WORK REQUIRED — Reproduce only this part of the listing: the line with "edging and return the coordinates.", plus every line after it through the last.

RECORDS TO USE —
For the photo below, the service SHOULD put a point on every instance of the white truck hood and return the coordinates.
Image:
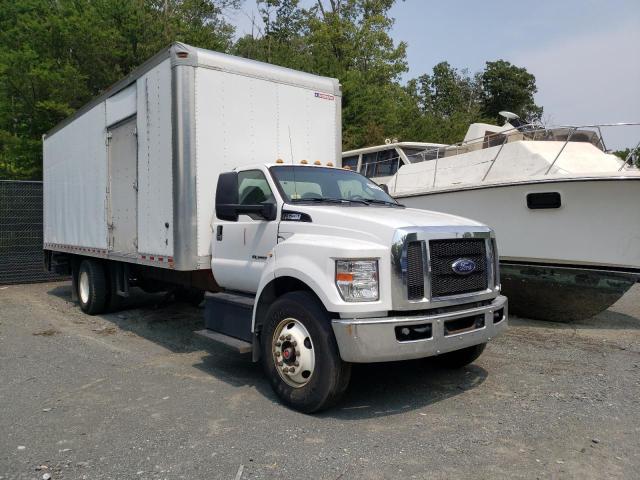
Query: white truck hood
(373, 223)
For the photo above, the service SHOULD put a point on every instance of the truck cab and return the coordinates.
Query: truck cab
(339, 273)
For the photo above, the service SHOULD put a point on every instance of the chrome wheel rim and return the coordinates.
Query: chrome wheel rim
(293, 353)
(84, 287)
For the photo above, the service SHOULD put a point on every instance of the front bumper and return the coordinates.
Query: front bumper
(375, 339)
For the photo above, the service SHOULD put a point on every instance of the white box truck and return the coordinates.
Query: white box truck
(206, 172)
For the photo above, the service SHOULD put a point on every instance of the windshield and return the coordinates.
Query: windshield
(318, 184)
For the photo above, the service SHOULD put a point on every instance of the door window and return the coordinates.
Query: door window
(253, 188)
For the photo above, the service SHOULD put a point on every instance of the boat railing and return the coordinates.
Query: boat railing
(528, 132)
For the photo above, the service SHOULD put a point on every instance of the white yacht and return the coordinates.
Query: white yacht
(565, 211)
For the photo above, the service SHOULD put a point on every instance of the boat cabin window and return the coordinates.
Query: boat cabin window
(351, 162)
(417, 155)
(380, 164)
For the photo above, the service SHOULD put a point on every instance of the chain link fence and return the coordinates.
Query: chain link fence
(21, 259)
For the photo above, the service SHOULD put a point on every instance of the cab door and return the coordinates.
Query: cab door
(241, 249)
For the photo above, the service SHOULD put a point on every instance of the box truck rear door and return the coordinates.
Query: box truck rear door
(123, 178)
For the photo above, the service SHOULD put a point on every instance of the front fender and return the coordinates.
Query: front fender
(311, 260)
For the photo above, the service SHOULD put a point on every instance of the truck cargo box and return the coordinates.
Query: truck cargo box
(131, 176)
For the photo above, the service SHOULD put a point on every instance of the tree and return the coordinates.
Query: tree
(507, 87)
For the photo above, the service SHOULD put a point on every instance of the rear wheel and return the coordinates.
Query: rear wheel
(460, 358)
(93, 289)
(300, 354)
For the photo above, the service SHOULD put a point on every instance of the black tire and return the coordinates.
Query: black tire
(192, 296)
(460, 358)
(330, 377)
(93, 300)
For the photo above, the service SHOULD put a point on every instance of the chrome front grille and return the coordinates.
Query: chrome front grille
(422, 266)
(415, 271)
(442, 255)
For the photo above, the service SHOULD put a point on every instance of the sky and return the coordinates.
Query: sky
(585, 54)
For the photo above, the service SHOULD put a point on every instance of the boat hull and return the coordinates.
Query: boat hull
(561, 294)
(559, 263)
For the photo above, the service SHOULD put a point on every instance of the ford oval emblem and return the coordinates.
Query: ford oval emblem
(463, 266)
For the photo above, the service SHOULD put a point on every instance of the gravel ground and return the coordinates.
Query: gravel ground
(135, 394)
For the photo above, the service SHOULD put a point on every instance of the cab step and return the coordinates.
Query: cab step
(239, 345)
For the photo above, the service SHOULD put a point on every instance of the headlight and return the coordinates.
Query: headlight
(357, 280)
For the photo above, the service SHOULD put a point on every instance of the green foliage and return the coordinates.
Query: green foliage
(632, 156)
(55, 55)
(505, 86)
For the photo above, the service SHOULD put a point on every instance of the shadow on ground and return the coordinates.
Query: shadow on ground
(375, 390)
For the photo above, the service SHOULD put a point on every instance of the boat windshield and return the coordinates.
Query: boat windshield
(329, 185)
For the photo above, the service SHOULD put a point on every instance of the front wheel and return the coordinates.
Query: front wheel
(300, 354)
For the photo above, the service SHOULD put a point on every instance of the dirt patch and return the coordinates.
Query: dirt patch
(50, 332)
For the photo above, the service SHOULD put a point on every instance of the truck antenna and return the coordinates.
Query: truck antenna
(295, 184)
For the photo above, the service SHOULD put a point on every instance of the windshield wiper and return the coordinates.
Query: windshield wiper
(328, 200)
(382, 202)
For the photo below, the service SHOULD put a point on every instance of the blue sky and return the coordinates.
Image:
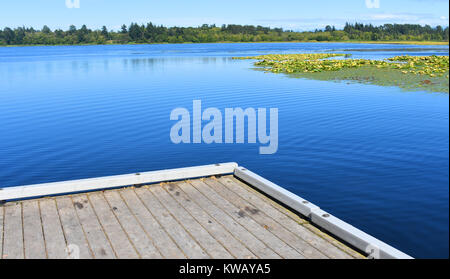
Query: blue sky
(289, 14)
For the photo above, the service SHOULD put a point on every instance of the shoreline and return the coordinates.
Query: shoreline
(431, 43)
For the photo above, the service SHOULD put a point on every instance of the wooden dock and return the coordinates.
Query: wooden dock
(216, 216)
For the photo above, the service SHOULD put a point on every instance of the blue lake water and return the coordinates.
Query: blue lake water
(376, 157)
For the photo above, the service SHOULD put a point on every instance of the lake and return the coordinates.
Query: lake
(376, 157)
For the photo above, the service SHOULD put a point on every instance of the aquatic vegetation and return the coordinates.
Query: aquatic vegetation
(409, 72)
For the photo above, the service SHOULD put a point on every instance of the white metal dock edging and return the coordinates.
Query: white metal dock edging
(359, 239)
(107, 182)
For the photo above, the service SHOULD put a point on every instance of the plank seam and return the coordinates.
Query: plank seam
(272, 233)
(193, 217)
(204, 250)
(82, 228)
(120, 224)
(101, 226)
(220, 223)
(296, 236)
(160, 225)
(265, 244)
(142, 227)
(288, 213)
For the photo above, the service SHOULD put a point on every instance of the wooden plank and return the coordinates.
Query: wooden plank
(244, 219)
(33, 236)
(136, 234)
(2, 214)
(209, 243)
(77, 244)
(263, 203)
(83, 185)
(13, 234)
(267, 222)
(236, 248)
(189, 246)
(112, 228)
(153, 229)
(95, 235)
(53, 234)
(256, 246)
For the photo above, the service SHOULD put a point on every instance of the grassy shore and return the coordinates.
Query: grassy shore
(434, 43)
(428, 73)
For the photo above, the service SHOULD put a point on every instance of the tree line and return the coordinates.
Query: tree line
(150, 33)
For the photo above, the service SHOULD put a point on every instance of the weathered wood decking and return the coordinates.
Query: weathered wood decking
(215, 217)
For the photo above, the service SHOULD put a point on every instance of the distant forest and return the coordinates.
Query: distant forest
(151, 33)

THE ANSWER —
For the photo above, the service SHOULD put a point on every instance of the white metal dock edging and return the coordinates.
Query: white metal dock edging
(359, 239)
(107, 182)
For the photo above, the service SHOULD put a point on every instance of the plank seam and return the coordinates.
Query: plank seam
(272, 233)
(193, 217)
(204, 250)
(82, 228)
(120, 224)
(101, 226)
(220, 223)
(296, 236)
(160, 225)
(265, 244)
(142, 227)
(288, 213)
For the photo above, the service SHOULD put a point on every instance of the wooden plank and return the coordinates.
Query: wooden plank
(244, 219)
(33, 236)
(136, 234)
(2, 214)
(209, 243)
(77, 244)
(263, 203)
(83, 185)
(13, 234)
(267, 222)
(236, 248)
(189, 246)
(112, 228)
(153, 229)
(95, 235)
(53, 234)
(256, 246)
For the photo above, the service SHOULD put a point on every instance of the grassy shore and return the coordinates.
Query: grassy shore
(434, 43)
(428, 73)
For the photo above, the service SHOULD put a point on every instance of the tree line and return the coordinates.
Query: tree line
(150, 33)
For the photo above, the service SHOULD put a point on every instance of the weathered wood decking and return the coordinates.
Query: weathered wood decking
(215, 217)
For the photo above, the service SHOULD put a point on every instance of the distant forest and return the coordinates.
Query: distant forest
(151, 33)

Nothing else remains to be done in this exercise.